Recorded data
--- START ---

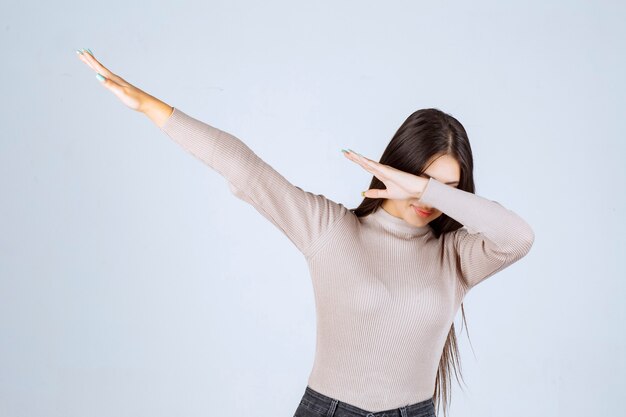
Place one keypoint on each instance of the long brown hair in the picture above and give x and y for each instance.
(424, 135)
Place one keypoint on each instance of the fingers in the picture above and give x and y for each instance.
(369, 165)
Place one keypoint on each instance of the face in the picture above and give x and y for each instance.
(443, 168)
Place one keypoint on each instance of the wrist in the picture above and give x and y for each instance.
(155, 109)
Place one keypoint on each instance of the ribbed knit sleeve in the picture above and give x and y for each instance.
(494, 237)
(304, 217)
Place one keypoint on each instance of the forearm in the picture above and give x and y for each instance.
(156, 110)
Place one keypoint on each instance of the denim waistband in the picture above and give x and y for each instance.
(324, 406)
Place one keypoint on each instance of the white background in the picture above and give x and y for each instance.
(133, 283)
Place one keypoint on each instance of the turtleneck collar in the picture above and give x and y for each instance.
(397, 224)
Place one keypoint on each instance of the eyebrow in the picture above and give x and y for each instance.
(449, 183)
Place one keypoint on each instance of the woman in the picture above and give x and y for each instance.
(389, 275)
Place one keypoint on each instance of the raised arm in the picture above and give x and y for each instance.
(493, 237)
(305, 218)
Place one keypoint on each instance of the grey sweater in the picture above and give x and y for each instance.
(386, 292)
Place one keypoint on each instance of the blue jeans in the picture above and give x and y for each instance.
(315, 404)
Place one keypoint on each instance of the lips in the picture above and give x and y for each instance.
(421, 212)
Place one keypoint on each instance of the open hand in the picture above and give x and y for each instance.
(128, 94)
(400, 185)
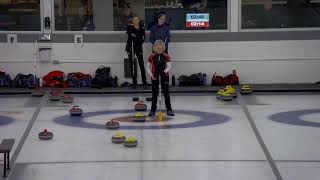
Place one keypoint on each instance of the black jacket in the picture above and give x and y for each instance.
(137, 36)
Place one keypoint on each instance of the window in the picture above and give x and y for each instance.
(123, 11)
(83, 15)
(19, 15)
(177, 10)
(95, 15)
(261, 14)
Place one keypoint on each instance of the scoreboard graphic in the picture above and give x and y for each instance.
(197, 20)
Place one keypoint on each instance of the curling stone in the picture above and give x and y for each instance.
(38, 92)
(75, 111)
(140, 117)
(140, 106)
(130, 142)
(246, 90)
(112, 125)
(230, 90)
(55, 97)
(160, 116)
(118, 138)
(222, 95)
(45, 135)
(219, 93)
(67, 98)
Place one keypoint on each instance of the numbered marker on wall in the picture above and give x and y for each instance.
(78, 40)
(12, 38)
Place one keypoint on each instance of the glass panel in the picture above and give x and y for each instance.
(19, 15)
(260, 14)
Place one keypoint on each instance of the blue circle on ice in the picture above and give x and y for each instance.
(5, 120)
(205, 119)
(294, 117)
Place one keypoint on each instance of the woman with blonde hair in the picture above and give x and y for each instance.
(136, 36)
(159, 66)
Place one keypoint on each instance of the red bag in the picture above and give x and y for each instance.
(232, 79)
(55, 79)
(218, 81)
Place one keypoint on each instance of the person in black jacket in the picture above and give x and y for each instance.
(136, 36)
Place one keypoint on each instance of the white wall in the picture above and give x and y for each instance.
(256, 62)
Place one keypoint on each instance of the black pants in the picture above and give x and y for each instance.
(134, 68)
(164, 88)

--- END ---
--- START ---

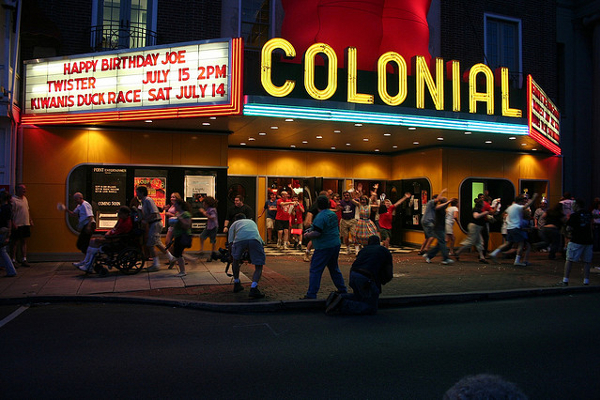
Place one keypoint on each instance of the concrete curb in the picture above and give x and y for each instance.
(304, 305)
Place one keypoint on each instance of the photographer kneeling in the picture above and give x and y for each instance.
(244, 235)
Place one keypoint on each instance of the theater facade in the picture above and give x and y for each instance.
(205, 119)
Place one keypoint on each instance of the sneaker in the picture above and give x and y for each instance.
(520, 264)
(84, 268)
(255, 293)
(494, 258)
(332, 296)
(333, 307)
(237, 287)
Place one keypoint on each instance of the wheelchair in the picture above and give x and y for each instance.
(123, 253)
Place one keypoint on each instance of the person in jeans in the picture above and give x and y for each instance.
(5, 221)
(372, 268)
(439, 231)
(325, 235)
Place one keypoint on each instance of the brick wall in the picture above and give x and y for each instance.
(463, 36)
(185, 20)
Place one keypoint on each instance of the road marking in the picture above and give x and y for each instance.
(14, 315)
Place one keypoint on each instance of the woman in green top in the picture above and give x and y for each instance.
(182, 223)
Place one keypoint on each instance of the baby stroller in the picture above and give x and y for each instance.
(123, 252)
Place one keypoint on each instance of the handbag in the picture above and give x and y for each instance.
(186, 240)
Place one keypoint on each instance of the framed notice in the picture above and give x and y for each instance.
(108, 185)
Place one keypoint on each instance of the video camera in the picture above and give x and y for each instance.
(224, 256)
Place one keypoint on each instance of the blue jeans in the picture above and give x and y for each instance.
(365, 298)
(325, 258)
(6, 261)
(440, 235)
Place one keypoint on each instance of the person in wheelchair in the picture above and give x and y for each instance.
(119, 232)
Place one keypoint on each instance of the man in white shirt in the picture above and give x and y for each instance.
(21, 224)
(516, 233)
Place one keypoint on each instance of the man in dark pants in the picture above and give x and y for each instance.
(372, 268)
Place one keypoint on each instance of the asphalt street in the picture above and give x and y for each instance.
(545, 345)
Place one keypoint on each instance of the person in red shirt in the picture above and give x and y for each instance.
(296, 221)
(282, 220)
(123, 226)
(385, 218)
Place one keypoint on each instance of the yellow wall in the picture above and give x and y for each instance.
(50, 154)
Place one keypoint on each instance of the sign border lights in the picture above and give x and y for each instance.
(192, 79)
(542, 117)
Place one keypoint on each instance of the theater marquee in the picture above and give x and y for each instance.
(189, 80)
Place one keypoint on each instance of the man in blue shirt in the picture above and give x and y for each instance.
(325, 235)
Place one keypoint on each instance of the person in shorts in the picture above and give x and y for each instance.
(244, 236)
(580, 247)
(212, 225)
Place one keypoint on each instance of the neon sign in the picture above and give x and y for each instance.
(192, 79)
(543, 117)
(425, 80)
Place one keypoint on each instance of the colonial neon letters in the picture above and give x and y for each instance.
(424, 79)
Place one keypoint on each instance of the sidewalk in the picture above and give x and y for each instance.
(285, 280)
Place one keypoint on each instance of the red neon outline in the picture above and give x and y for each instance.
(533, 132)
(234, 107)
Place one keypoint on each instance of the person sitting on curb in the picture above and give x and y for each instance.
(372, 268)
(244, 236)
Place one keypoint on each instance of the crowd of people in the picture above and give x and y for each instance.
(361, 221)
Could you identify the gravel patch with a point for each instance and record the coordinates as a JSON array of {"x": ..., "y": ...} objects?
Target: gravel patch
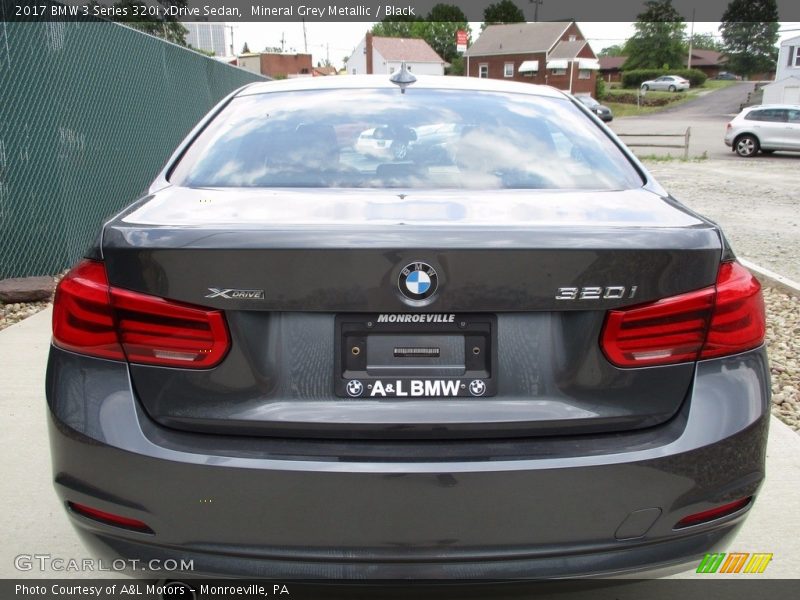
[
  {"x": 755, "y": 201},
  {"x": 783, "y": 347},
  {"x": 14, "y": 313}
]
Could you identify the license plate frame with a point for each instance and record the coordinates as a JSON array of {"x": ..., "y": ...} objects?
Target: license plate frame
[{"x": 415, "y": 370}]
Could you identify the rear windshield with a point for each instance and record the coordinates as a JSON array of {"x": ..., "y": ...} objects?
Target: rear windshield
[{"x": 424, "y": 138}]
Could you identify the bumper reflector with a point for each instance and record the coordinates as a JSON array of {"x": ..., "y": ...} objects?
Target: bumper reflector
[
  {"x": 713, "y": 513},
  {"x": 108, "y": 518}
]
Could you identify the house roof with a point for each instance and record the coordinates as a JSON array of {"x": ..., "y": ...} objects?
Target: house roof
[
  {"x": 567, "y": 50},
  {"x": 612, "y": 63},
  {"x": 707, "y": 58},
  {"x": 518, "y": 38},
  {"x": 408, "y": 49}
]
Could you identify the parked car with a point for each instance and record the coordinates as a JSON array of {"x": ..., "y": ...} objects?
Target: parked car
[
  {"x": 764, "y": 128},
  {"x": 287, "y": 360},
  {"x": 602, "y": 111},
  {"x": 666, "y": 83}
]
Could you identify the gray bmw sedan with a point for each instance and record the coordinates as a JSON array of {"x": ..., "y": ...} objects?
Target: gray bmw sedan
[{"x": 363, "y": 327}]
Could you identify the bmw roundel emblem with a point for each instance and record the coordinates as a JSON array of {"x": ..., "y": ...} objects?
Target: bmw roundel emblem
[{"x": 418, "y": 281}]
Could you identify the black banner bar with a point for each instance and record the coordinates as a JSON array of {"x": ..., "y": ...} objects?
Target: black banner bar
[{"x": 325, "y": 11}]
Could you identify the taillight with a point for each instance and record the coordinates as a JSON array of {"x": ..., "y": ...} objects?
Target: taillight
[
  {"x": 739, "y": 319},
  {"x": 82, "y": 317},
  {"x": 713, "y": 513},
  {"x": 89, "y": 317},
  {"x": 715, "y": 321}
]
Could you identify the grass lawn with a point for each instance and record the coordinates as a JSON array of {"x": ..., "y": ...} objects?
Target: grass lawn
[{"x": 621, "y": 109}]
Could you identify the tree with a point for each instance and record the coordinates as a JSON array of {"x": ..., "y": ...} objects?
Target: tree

--- END ---
--- START ---

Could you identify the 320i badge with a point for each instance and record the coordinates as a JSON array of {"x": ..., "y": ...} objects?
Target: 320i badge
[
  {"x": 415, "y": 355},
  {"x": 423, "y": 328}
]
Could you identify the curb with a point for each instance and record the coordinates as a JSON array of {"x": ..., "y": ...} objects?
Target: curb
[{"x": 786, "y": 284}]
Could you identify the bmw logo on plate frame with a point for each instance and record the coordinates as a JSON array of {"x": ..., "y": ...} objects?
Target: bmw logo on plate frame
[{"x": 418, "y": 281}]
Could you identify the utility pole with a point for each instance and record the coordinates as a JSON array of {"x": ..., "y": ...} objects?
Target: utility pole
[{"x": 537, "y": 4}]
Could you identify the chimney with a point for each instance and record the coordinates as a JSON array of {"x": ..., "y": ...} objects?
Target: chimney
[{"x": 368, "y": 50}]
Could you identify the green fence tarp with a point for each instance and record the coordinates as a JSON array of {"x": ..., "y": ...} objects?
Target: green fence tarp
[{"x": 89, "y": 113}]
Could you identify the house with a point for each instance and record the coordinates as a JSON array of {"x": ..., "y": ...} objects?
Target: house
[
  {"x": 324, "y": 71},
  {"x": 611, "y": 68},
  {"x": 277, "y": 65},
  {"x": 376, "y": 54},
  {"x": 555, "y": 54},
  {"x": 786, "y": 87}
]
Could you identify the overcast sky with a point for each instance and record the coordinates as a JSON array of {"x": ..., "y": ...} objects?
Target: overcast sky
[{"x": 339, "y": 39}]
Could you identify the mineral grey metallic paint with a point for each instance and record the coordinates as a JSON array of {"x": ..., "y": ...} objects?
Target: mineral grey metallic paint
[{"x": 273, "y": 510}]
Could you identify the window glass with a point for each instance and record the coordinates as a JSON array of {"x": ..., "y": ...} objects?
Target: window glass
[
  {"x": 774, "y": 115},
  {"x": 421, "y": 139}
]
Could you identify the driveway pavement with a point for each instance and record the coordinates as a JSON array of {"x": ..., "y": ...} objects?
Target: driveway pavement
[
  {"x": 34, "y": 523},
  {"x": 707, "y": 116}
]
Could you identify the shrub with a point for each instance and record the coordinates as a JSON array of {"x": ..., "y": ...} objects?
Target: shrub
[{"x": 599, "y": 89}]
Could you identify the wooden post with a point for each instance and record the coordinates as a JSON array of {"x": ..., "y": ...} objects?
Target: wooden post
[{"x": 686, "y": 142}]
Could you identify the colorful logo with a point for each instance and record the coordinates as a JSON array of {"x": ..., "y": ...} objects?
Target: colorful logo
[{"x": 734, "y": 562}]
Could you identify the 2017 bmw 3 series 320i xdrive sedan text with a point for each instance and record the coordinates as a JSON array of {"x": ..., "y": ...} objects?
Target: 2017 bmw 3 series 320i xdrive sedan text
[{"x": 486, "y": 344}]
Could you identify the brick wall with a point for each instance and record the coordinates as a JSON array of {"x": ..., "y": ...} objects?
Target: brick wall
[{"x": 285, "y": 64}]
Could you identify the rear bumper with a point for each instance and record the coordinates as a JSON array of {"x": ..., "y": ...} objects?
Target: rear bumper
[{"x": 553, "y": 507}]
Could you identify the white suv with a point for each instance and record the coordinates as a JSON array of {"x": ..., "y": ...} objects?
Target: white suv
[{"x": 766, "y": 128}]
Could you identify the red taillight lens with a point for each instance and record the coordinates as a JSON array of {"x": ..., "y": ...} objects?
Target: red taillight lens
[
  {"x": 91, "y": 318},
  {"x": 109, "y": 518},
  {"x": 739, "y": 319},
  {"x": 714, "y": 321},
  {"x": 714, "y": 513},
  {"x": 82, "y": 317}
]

--- END ---

▶ WORK TO BE COMPLETED
Take the lines above from the one containing "Target: colorful logo" to the one containing "Could you identify the white" and retype them exactly, both ends included, with nothing added.

▶ ANSWER FOR THE TASK
Target: colorful logo
[{"x": 734, "y": 562}]
Could you identify the 2017 bmw 3 series 320i xdrive sedan text with a point for each instance and record the coordinates as a JSON array of {"x": ..., "y": ...} objects?
Target: 2017 bmw 3 series 320i xdrive sedan text
[{"x": 486, "y": 344}]
Could you identify the brick wall with a point for each instance and record the coordinates as a JSON array of {"x": ..., "y": ...} objects?
Target: brick wall
[{"x": 285, "y": 64}]
Could you identify the rear bumper with a point for each instance and record the coordinates as a JSON array of {"x": ..., "y": ...} objects?
Target: rear bumper
[{"x": 553, "y": 507}]
Could you identify the white suv with a point for each instance and record the coordinates as a JSON array of {"x": ..., "y": ...} objects?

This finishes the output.